[TEXTO FORNECIDO]

"""

O equilíbrio entre fomentar a inovação e garantir a proteção de direitos autorais é um dos principais desafios da regulação global de IA. Modelos de inteligência artificial generativa dependem de grandes volumes de dados para treinar suas redes neurais, mas o uso de conteúdo protegido —sem autorização ou remuneração— levanta questões legais e éticas.
A discussão envolve a aplicabilidade do “fair use” —doutrina que permite o uso de obras protegidas em determinadas circunstâncias— adaptada ao contexto do treinamento de IA (“fair training”).
As teses favoráveis ao “fair training” são
- Dados são utilizados como insumos técnicos para ensinar o modelo sobre as relações estatísticas entre os seus elementos, não sendo relevante o conteúdo autoral em si para o seu treinamento
- Aprendizagem de máquina é comparável ao processo humano de autoaprendizagem indutivo
- É possível coibir práticas anticompetitivas e abusivas vedando o uso de dados exclusivamente extraídos para o treinamento de sistema de concorrente
- “fair training” não impede a responsabilização dos agentes pelos resultados (“outputs”) que violem direitos autorais
- Aumento da concorrência, evitando que apenas grandes empresas monopolizem o treinamento de modelos devido aos custos de licenciamento
Por outro lado, diversos litígios nos EUA ajudam a ilustrar a complexidade do debate. Casos como Richard Kadrey x Meta e Doe x GitHub apontam que o uso de conteúdo protegido por IA pode infringir direitos autorais.
No caso do GitHub, o tribunal considerou que até mesmo um risco de 1% de reprodução não autorizada no treinamento do Copilot justificava a continuidade do processo. Já no embate entre The New York Times e OpenAI, questiona-se o uso indevido de grandes volumes de dados qualificados para treinamento, resultando em “outputs” similares às obras originais.
Já acordos como o da OpenAI com a agência de notícias Associated Press demonstram alternativas cooperativas, nas quais o uso de conteúdo protegido é remunerado e ocorre dentro de parâmetros transparentes.

"""

[DADOS DE ORIGEM]
"""

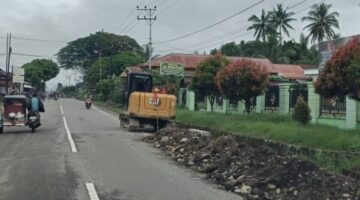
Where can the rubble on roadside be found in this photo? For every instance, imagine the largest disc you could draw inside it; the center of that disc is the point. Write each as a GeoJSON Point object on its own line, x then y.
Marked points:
{"type": "Point", "coordinates": [252, 169]}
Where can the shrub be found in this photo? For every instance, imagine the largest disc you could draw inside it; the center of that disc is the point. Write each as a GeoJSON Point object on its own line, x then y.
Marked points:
{"type": "Point", "coordinates": [301, 112]}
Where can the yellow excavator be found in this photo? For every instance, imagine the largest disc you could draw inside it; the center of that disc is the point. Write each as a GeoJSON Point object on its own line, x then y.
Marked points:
{"type": "Point", "coordinates": [145, 106]}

"""

[TAREFAS A REALIZAR]
A: No texto sobre IA e direitos autorais, qual risco de reprodução não autorizada bastou, segundo o tribunal, para que o processo contra o GitHub continuasse?
B: Escreva a continuação do texto sobre IA e direitos autorais, começando logo após a última frase.
O material não tem relação com o texto sobre IA e direitos autorais.

[RESULTADOS ESPERADOS]
A: Um risco de 1% de reprodução não autorizada no treinamento do Copilot.

B:
Na União Europeia, o EU AI Act exige conformidade com as leis de direitos autorais e publicação de resumos detalhados sobre os conteúdos utilizados no treinamento, para permitir que os titulares identifiquem possíveis violações.
Paralelamente, a Copyright Directive estabelece exceções para mineração de texto e dados, aplicáveis a fins de pesquisa e outros usos comerciais ou não, desde que os titulares não tenham reservado seus direitos de forma explícita.
O EU AI Act também exclui sua aplicação de sistemas de IA desenvolvidos exclusivamente para pesquisa científica e atividades de teste antes de sua colocação em serviço.
Assim, o Marco Regulatório do Brasil pode se beneficiar dessas experiências, abordando questões como:
- Divulgação de resumos dos conteúdos protegidos usados no treinamento
- Modelos de IA remunerem titulares de forma razoável, considerando fatores como porte da empresa, complexidade do sistema, grau de utilização do conteúdo e impacto econômico da prática
- Permitir o treinamento para fins de pesquisa e desenvolvimento, desde que observados limites proporcionais e o respeito aos direitos dos titulares
- Estimular acordos entre titulares e desenvolvedores para criar um ambiente regulatório flexível
O desafio central do Marco Regulatório será permitir o desenvolvimento de práticas responsáveis que garantam um mercado competitivo e inovador, sem violar direitos, comprometer a criatividade humana ou desestimular quem gera conteúdo qualificado.